Without dropping or altering a single word, give the listing again.

====== Records for the task

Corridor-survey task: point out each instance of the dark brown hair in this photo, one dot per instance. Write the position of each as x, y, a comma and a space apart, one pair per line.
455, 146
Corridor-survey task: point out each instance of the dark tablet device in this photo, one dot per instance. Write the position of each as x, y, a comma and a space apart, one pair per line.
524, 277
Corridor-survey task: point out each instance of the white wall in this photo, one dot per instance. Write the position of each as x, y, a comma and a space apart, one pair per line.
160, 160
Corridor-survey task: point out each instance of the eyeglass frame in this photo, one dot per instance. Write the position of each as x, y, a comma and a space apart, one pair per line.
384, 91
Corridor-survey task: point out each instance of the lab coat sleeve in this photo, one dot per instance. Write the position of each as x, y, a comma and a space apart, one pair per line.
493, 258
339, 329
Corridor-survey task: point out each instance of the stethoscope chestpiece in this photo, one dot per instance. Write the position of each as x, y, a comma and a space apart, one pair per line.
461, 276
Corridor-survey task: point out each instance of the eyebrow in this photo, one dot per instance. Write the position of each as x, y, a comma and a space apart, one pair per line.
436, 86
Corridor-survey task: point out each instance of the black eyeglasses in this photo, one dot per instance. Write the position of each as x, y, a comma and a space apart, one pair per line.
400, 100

============

→ **Task result**:
Corridor-survey task: point out each instance of the dark brown hair in this photo, one dot per instance. Write the position of each as x, y, a comma and a space apart, one pair per line.
455, 146
Corridor-survey task: point out each instance of the dark tablet device in this photo, one dot per instance. Write the position of each as x, y, a comma and a space apart, one pair per line.
524, 277
Corridor-survey task: point out each instance of the white wall in this photo, one dot per instance. Write the position of each as x, y, a comma and a space apart, one pair per line.
160, 160
Corridor-survey task: point out each instance of the eyeglass frame in this photo, one dot per instance. Write the position of each as x, y, a comma and a space apart, one pair per line.
384, 91
Corridor-survey task: point out each instance of the lab coat sleeve in this photo, one dot per instance. Write the position of each as x, y, a comma and a space apart, one pair per line.
493, 258
339, 329
Corridor-survey task: point out each instance of the stethoscope chestpiece in this photo, one dot per instance. Write the position of each as x, y, a comma and a space apart, one pair per line.
461, 276
Corridor-survey task: point out each instance of the eyebrow in this photo, one dot per instance. Write the position of each as x, y, a comma and a space apart, one pair per line.
436, 86
Corridor-survey task: point out each instance of the black eyeglasses in this photo, one dot per instance. Write the position of each as x, y, a comma and a space apart, one pair per line.
400, 100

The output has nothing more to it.